Provided records.
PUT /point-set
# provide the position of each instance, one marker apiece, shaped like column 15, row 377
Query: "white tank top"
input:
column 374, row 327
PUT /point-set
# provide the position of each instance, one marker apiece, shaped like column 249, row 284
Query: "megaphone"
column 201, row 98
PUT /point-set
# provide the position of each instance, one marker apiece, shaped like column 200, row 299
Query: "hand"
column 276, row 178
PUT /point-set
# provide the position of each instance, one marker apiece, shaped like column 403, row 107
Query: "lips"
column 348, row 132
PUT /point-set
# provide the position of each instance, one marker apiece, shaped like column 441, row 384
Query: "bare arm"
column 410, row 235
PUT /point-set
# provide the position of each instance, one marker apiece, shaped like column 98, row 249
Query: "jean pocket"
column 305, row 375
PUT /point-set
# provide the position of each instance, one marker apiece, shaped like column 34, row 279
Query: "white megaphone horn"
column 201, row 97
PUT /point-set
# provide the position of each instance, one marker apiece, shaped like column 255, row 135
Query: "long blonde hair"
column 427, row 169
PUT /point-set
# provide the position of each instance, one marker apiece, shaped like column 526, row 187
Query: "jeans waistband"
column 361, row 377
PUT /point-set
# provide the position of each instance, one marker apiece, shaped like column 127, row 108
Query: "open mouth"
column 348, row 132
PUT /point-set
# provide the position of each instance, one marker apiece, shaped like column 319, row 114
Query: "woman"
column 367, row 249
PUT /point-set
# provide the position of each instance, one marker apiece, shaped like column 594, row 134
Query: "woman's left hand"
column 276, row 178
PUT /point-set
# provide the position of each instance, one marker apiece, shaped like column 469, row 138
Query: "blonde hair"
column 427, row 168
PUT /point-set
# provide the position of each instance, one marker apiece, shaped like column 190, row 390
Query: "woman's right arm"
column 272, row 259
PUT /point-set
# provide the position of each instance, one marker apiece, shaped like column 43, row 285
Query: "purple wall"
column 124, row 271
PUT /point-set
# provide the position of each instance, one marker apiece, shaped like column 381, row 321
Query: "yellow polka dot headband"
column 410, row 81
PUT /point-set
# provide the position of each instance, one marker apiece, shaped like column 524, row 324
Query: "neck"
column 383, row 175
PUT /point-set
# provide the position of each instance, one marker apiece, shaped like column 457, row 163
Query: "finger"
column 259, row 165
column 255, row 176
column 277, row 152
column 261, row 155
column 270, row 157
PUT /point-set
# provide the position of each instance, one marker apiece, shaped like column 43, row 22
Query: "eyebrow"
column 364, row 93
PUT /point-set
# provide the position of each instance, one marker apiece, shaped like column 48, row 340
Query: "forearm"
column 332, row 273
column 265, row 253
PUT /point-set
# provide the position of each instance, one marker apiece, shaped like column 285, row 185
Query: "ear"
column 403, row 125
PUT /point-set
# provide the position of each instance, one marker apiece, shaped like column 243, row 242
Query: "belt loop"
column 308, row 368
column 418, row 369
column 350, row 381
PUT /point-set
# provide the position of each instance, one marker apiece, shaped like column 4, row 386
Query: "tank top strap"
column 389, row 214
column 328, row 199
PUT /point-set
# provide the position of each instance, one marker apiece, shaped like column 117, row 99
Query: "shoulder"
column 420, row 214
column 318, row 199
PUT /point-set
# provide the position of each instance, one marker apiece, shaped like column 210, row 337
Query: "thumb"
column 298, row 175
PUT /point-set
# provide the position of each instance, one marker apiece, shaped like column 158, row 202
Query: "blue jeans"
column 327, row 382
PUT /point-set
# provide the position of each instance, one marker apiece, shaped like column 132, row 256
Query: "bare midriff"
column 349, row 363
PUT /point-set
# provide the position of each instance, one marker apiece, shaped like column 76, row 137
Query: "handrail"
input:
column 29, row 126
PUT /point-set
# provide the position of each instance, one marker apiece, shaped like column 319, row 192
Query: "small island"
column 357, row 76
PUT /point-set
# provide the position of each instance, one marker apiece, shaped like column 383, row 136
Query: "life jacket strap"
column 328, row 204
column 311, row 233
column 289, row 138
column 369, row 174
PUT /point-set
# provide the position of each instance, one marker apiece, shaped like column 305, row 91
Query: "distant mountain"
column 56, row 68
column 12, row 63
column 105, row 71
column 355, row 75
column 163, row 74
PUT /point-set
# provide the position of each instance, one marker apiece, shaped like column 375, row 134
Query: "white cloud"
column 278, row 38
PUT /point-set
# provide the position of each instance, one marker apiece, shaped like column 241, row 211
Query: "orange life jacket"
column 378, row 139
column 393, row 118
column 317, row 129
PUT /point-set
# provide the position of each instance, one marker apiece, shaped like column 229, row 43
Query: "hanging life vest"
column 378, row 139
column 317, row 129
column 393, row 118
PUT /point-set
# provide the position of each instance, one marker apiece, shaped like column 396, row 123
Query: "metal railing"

What to work on. Retype the whole listing without changing anything.

Answer space.
PUT /point-set
# provide the position of each instance, one marker apiece, shaped like column 15, row 377
Query: "white tank top"
input:
column 374, row 327
PUT /point-set
# provide the position of each instance, one marker apiece, shaped like column 249, row 284
Query: "megaphone"
column 201, row 98
PUT /point-set
# provide the position of each instance, one marker apiece, shaped like column 200, row 299
Query: "hand"
column 276, row 178
PUT /point-set
# provide the position of each instance, one marker apiece, shaped like column 403, row 107
Query: "lips"
column 348, row 132
PUT /point-set
# provide the position of each instance, one marker apiece, shaped like column 441, row 384
Query: "bare arm"
column 410, row 235
PUT /point-set
# provide the position of each instance, one marker apiece, shaped like column 98, row 249
Query: "jean pocket"
column 305, row 375
PUT /point-set
# provide the position of each instance, one marker apiece, shaped like column 34, row 279
Query: "white megaphone horn"
column 201, row 97
PUT /point-set
# provide the position of each instance, one marker apiece, shaped like column 255, row 135
Query: "long blonde hair"
column 427, row 169
PUT /point-set
# provide the position of each instance, one marker apiece, shaped like column 526, row 187
Query: "jeans waistband"
column 361, row 377
PUT /point-set
# provide the position of each instance, one marker apiece, shaped like column 127, row 108
Query: "open mouth"
column 348, row 132
PUT /point-set
# provide the position of each instance, one marker apiece, shaped like column 319, row 114
Query: "woman"
column 367, row 249
PUT /point-set
# provide the position of each instance, one marker apiece, shaped like column 594, row 134
Query: "woman's left hand"
column 276, row 178
PUT /point-set
# provide the position of each instance, one marker apiece, shaped like column 469, row 138
Query: "blonde hair"
column 427, row 168
PUT /point-set
# provide the position of each instance, one marker apiece, shaped like column 190, row 390
Query: "woman's right arm"
column 272, row 259
PUT /point-set
# provide the position of each instance, one marker apiece, shaped like column 43, row 285
Query: "purple wall"
column 124, row 271
PUT /point-set
# provide the position of each instance, one marker apiece, shaped like column 381, row 321
Query: "yellow polka dot headband"
column 410, row 81
PUT /point-set
# provide the position of each instance, one marker apiece, shaped like column 524, row 324
Query: "neck"
column 383, row 175
PUT /point-set
# provide the position of each instance, one marker apiece, shaped like column 457, row 163
Query: "finger"
column 259, row 165
column 255, row 176
column 277, row 152
column 261, row 155
column 270, row 157
PUT /point-set
# provide the position of each instance, one marker apiece, shaped like column 43, row 22
Query: "eyebrow"
column 364, row 93
PUT /point-set
# provide the position of each instance, one marker apiece, shaped like column 48, row 340
Query: "forearm"
column 332, row 273
column 265, row 253
PUT /point-set
# provide the position of each instance, one marker apiece, shaped like column 285, row 185
Query: "ear"
column 403, row 125
PUT /point-set
# provide the position of each instance, one marker apiece, shaped like column 243, row 242
Query: "belt loop"
column 308, row 368
column 418, row 369
column 350, row 381
PUT /point-set
# provide the position of each instance, one marker apiece, shaped like column 4, row 386
Query: "tank top strap"
column 389, row 214
column 328, row 199
PUT /point-set
# provide the position of each instance, one marker apiece, shaped like column 117, row 99
Query: "shoulder"
column 420, row 214
column 318, row 199
PUT /point-set
# provide the position of each instance, one marker apiece, shaped like column 210, row 337
Query: "thumb"
column 298, row 175
PUT /point-set
# provide the position of each instance, one marker apiece, shaped like column 158, row 202
Query: "blue jeans"
column 327, row 382
PUT /point-set
# provide the position of each instance, one marker apiece, shaped like column 132, row 256
Query: "bare midriff"
column 349, row 363
PUT /point-set
# provide the position of each instance, one marker apiece, shaped like column 76, row 137
Query: "handrail"
input:
column 29, row 126
PUT /point-set
# provide the position of each instance, one marker apiece, shaped like column 319, row 192
Query: "small island"
column 357, row 76
PUT /point-set
# provide the position of each instance, one marker apiece, shaped like column 383, row 136
Query: "life jacket strap"
column 328, row 204
column 311, row 233
column 289, row 138
column 369, row 174
PUT /point-set
# provide the position of each instance, one marker apiece, shaped like column 305, row 91
Query: "distant mountain"
column 56, row 68
column 12, row 63
column 105, row 71
column 355, row 75
column 163, row 74
PUT /point-set
# provide the position of each instance, one marker apiece, shaped like column 375, row 134
Query: "white cloud"
column 278, row 38
PUT /point-set
# provide the position of each instance, one marker apiece, shaped like column 241, row 211
Query: "orange life jacket"
column 378, row 139
column 393, row 118
column 317, row 129
PUT /point-set
# provide the position of each instance, one marker apiece, shaped like column 229, row 43
Query: "hanging life vest"
column 378, row 139
column 317, row 129
column 393, row 118
PUT /point-set
# provide the position of each instance, one marker apiece, shaped like column 396, row 123
Query: "metal railing"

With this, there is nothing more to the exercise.